WRITTEN TASK:
Quote, exactly, the line holding "Objective — one marker per instance of the dark" and all lines after it to the end of the records below. Exclude pictures.

GIVEN INFORMATION:

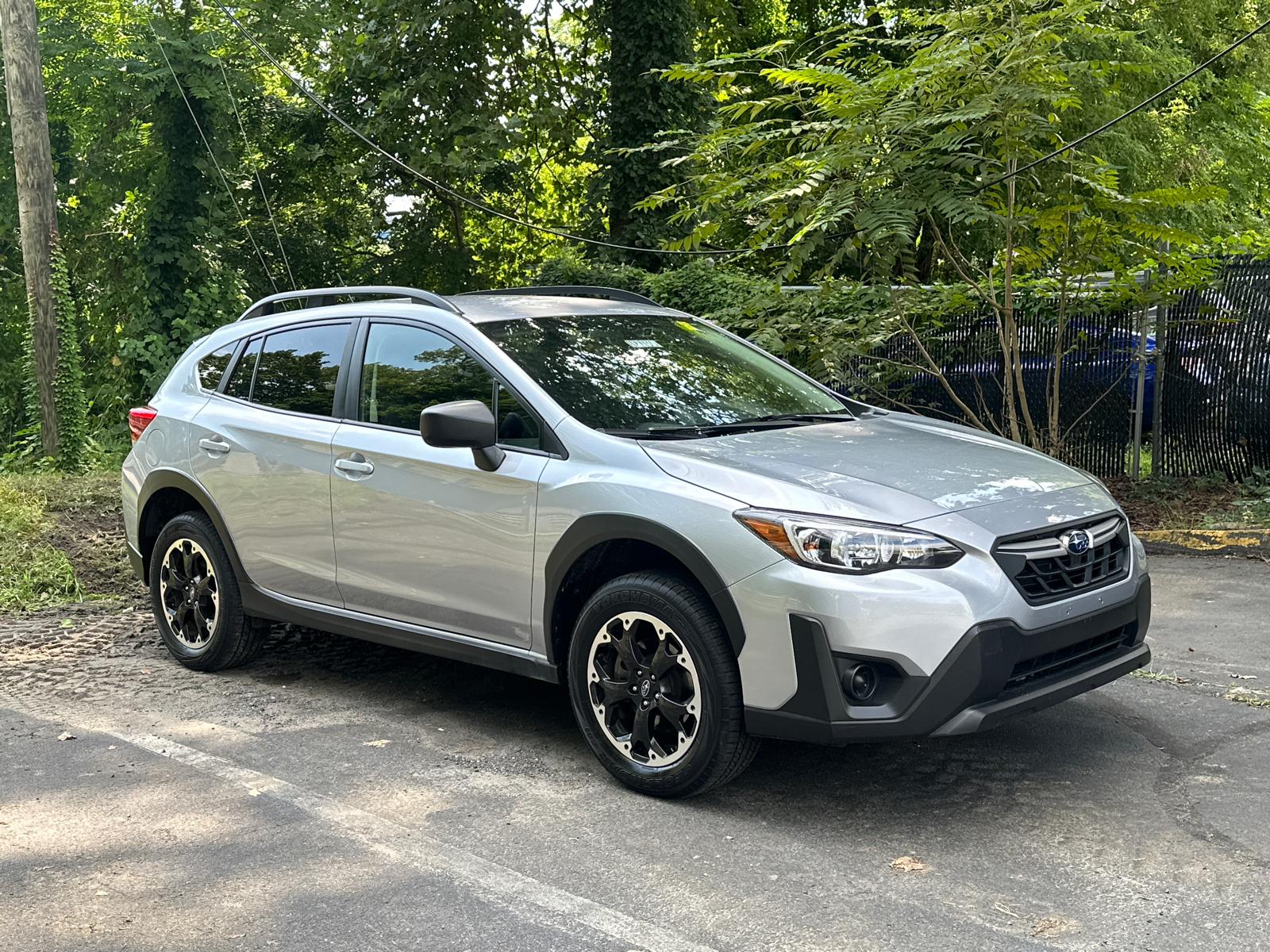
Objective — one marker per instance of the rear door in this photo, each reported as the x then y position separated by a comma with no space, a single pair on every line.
422,535
262,450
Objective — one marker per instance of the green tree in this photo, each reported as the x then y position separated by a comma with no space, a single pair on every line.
884,144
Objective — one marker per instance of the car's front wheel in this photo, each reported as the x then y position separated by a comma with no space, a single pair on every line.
656,687
196,598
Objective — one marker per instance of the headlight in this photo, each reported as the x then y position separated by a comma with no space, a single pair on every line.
848,546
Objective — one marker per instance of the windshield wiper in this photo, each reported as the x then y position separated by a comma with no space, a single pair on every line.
705,429
798,418
774,422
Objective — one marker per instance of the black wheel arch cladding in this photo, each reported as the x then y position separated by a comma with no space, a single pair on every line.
591,531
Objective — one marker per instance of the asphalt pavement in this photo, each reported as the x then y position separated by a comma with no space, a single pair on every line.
349,797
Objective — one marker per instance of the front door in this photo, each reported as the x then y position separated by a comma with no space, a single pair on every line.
262,450
422,535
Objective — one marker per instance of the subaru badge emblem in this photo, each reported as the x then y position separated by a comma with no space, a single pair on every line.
1076,543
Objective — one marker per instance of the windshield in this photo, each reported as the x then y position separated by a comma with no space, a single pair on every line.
639,374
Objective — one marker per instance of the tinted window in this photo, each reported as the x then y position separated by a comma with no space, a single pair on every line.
298,368
241,381
648,372
408,370
211,368
518,427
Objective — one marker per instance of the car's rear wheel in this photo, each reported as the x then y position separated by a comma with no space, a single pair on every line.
196,598
656,687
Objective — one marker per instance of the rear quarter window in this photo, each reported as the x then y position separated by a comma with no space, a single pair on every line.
211,367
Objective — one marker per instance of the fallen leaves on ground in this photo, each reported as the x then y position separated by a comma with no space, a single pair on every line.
908,863
1049,926
1246,696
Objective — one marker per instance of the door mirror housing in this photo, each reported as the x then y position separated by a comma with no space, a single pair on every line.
464,423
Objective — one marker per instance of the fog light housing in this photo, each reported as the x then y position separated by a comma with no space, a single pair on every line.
860,682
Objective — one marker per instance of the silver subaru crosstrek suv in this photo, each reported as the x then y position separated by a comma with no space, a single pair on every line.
578,486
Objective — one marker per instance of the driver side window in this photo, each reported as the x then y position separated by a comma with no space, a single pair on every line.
406,370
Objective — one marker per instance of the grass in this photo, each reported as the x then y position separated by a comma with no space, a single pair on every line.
60,539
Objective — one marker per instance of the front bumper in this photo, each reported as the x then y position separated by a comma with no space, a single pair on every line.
996,672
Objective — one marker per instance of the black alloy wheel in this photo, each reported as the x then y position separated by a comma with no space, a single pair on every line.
656,687
190,594
197,601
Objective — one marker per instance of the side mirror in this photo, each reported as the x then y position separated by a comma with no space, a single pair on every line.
464,423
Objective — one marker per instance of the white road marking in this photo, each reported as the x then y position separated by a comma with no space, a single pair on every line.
521,894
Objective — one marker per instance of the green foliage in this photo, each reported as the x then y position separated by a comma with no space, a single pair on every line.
69,378
1250,511
645,38
856,133
32,571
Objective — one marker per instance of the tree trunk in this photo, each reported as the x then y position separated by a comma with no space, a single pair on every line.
37,203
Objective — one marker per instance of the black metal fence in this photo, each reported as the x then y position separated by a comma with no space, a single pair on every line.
1214,378
1096,380
1210,374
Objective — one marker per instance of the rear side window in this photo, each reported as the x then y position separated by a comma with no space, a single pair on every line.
239,385
298,370
213,367
408,370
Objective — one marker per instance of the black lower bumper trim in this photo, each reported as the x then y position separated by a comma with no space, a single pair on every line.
977,687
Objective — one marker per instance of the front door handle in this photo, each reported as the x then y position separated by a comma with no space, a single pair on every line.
356,463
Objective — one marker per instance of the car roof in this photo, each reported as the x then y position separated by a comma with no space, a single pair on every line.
480,309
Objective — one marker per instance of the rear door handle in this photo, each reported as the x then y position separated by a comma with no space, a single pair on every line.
357,463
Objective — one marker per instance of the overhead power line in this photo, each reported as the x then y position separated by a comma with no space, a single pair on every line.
213,155
1126,114
256,171
489,209
457,196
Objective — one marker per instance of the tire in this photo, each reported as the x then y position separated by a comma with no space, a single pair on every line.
196,598
656,687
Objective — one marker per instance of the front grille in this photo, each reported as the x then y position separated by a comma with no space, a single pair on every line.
1049,573
1072,657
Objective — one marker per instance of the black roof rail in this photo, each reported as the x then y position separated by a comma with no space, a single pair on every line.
573,291
321,298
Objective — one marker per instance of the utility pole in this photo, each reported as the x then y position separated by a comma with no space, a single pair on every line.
37,201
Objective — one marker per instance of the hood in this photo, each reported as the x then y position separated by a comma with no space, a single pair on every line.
893,466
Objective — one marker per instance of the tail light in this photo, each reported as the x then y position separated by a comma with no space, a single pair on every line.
140,418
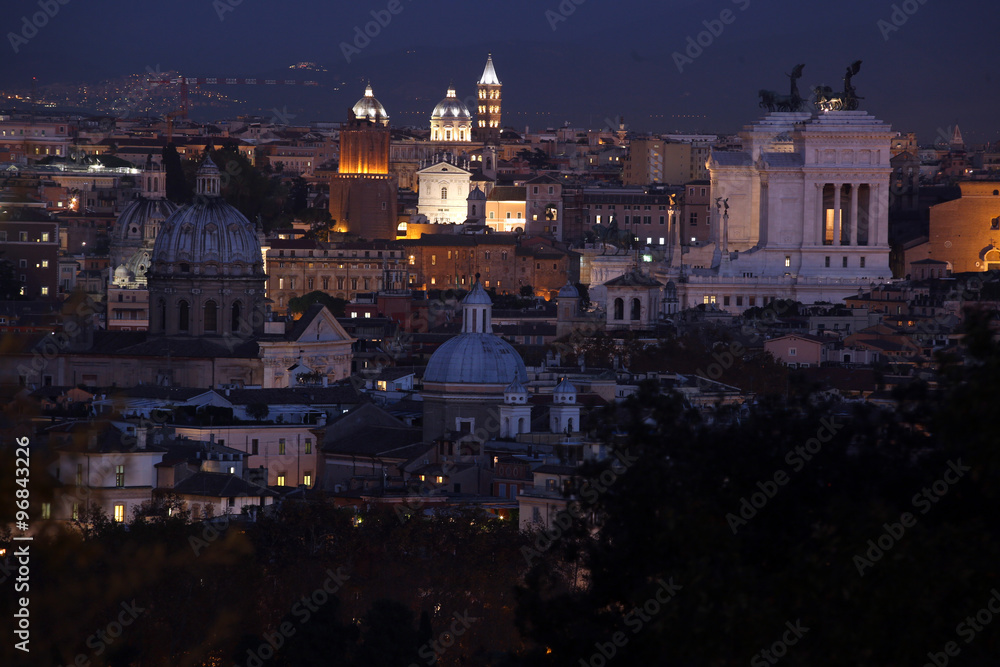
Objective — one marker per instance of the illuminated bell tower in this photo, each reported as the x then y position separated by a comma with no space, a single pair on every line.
363,192
488,104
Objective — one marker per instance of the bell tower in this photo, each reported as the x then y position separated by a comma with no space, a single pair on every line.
488,104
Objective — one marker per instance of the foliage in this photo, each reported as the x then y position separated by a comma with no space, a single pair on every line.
681,511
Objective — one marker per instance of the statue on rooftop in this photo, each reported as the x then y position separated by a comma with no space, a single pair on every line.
772,101
827,100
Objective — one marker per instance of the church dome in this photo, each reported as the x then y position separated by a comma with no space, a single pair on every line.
476,358
370,108
131,224
451,107
568,291
477,355
209,234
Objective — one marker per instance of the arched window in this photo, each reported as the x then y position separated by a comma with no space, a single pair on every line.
211,317
162,310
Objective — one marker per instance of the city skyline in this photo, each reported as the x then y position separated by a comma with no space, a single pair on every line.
688,67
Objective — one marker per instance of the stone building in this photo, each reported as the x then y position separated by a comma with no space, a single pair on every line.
466,378
209,325
342,270
363,193
965,232
800,213
444,188
488,112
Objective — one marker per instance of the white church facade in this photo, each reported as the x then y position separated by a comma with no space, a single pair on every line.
801,213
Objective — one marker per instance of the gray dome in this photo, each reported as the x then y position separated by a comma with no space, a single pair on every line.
451,107
478,296
370,108
137,213
476,358
564,387
209,233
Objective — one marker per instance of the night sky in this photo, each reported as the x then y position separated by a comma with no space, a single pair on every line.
606,58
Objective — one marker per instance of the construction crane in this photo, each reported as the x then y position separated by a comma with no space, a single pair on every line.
182,112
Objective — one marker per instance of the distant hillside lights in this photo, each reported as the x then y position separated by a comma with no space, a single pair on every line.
372,29
38,20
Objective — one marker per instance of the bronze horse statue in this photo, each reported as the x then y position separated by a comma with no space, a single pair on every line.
827,100
772,101
620,238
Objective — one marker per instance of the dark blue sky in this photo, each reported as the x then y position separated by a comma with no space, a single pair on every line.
606,58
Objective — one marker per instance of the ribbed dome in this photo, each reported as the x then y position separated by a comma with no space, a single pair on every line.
370,108
476,358
135,215
209,233
564,387
478,296
451,107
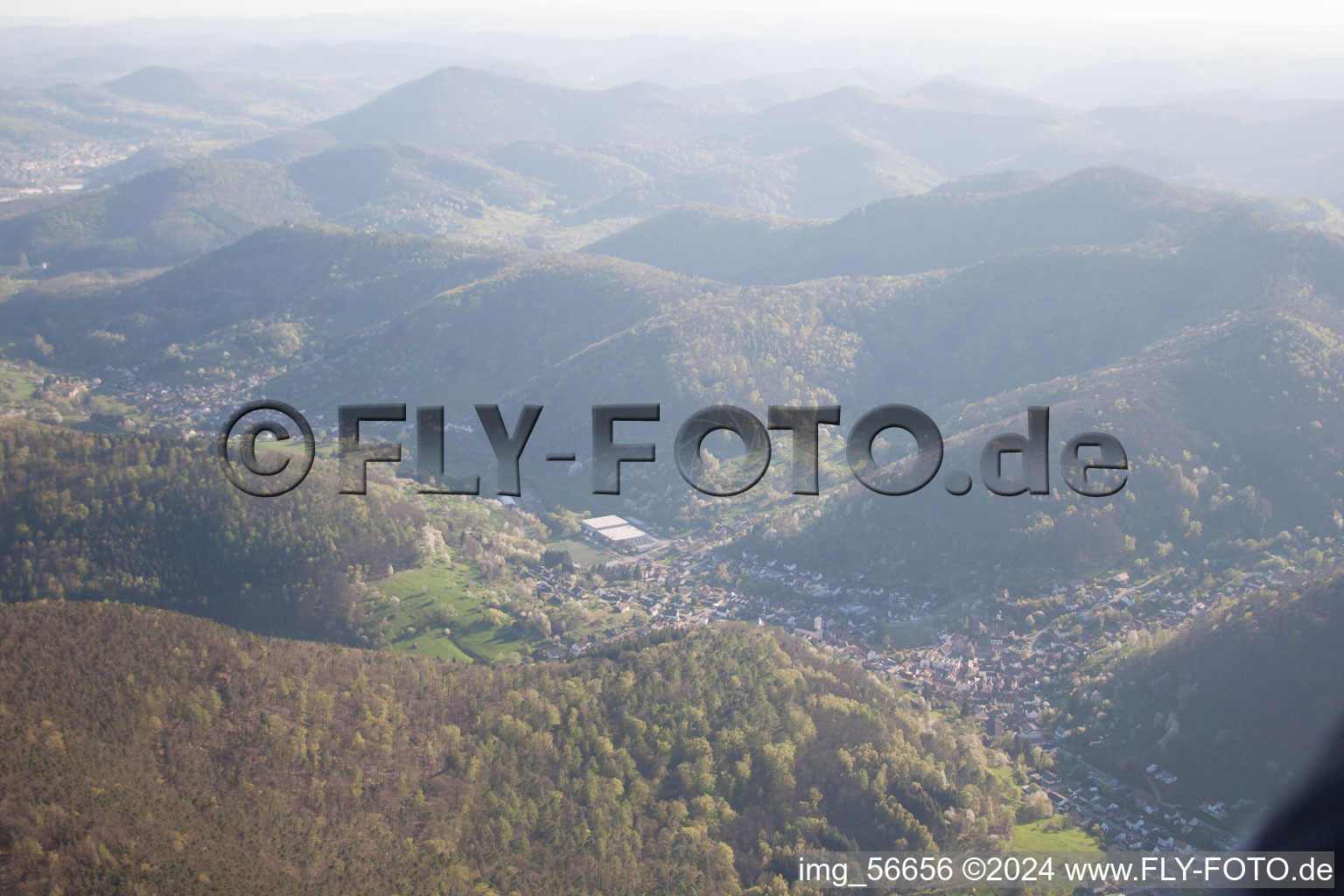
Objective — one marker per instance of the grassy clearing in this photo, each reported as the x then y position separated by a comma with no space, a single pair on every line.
584,554
416,598
1038,837
17,383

RESULT BELOW:
Objective — one marker per instance of the dark blue sky in this photo, each reported as the x then y position separated by a comma with no space, a single pair on every line.
606,58
Objective — one marker per instance of the ribbed dome in this photo, each reported as the x then y position separated by a comma with no space, a single pair on every line.
370,108
476,358
135,215
209,233
564,387
478,296
451,107
Objective — one marker per instance of the grassy clearing in this photo, each reported as the x then y position separated by a comma with no space, a single pair on every line.
584,554
416,598
1038,837
17,383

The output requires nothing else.